>> Begin EXTRACT TO READ
At the 10 January 1942 session of the ARCADIA Conference the British Chiefs of
Staff presented a paper which they called "Post-ARCADIA
Collaboration." It stated that the British Chiefs of Staff proposed to
leave representatives in Washington to hold regular meetings with the U. S.
Chiefs of Staff. The British Chiefs of Staff, themselves, would of course
return to their duties in London. This paper recommended the usage, thenceforth
followed, of Joint as a term applying to interservice affairs in either country and Combined as
a term for British-American collaboration. It also suggested that the Combined
Chiefs of Staff committee thus constituted in Washington, with the help of a
planning staff and other subordinate committees, should "settle the broad
programme of requirements based on strategic policy," should "issue
general directives laying down policy to govern the distribution of available
weapons of war," and "settle the broad issues of priority of overseas movement." 30
This British proposal, somewhat revised in form but with basic recommendations
unchanged, received approval by the U. S. as well as
British Chiefs of Staff at the last ARCADIA meeting, 14 January 1942.31
On 23 January 1942 the members of the Combined Chiefs of Staff (CCS) held their
first meeting in the Public Health Building at Nineteenth Street and
Constitution Avenue in Washington.32 During the next three years they gradually
assumed the greater part of the burden of strategic conduct of the Allied war
effort. The British Chiefs of Staff in London of course kept in close touch
with problems being discussed in Washington and instructed their
representatives on co-ordinated British policy. When the U. S. Chiefs of Staff
went to London or elsewhere for military discussions, as they did occasionally
and somewhat informally in 1942 and were to do regularly in the formal
international conferences of 1943-45, they dealt directly with the British
Chiefs of Staff rather than their Washington counterparts. But the periodic
conferences, especially the formal ones at which the heads of government were
usually present were designed to reach final agreements on issues which had
been thoroughly explored by the CCS. They were more nearly occasions for
politico-military decisions than for the detailed work of military planning.
>> End EXTRACT TO READ
>> Begin GIVEN INFORMATION
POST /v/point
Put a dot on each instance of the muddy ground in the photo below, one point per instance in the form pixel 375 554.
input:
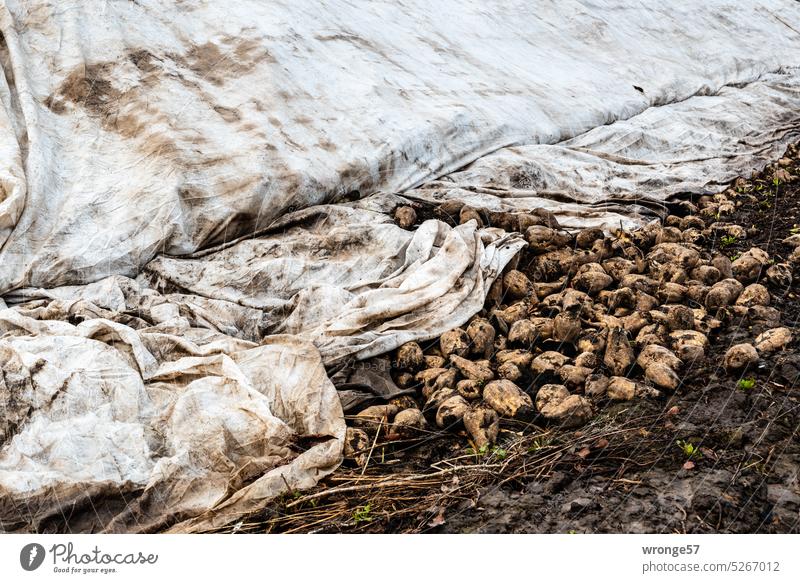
>> End GIVEN INFORMATION
§ **DIRECTIONS**:
• 1. In the passage on the Combined Chiefs of Staff, where did the members hold their first meeting?
• 2. Sum up the passage on the Combined Chiefs of Staff in two sentences.
• 3. In the passage on the Combined Chiefs of Staff, write out the part starting with "At the 10 January" and going on through "with the U. S." again, swapping "Washington" for "the U. S. capital".
The data above are separate material and not part of the passage on the Combined Chiefs of Staff.

§ **ANSWERS PROVIDED**:
• 1. In the Public Health Building at Nineteenth Street and Constitution Avenue in Washington.

• 2. At the ARCADIA Conference in January 1942, the British Chiefs of Staff proposed leaving representatives in Washington to hold regular meetings with the U. S. Chiefs of Staff as a Combined Chiefs of Staff committee, and both sides approved the plan on 14 January 1942. The CCS first met on 23 January 1942 and over the next three years gradually took on most of the strategic conduct of the Allied war effort, while the periodic conferences were meant to reach final agreements on issues the CCS had already explored.

• 3.
At the 10 January 1942 session of the ARCADIA Conference the British Chiefs of
Staff presented a paper which they called "Post-ARCADIA
Collaboration." It stated that the British Chiefs of Staff proposed to
leave representatives in the U. S. capital to hold regular meetings with the U. S.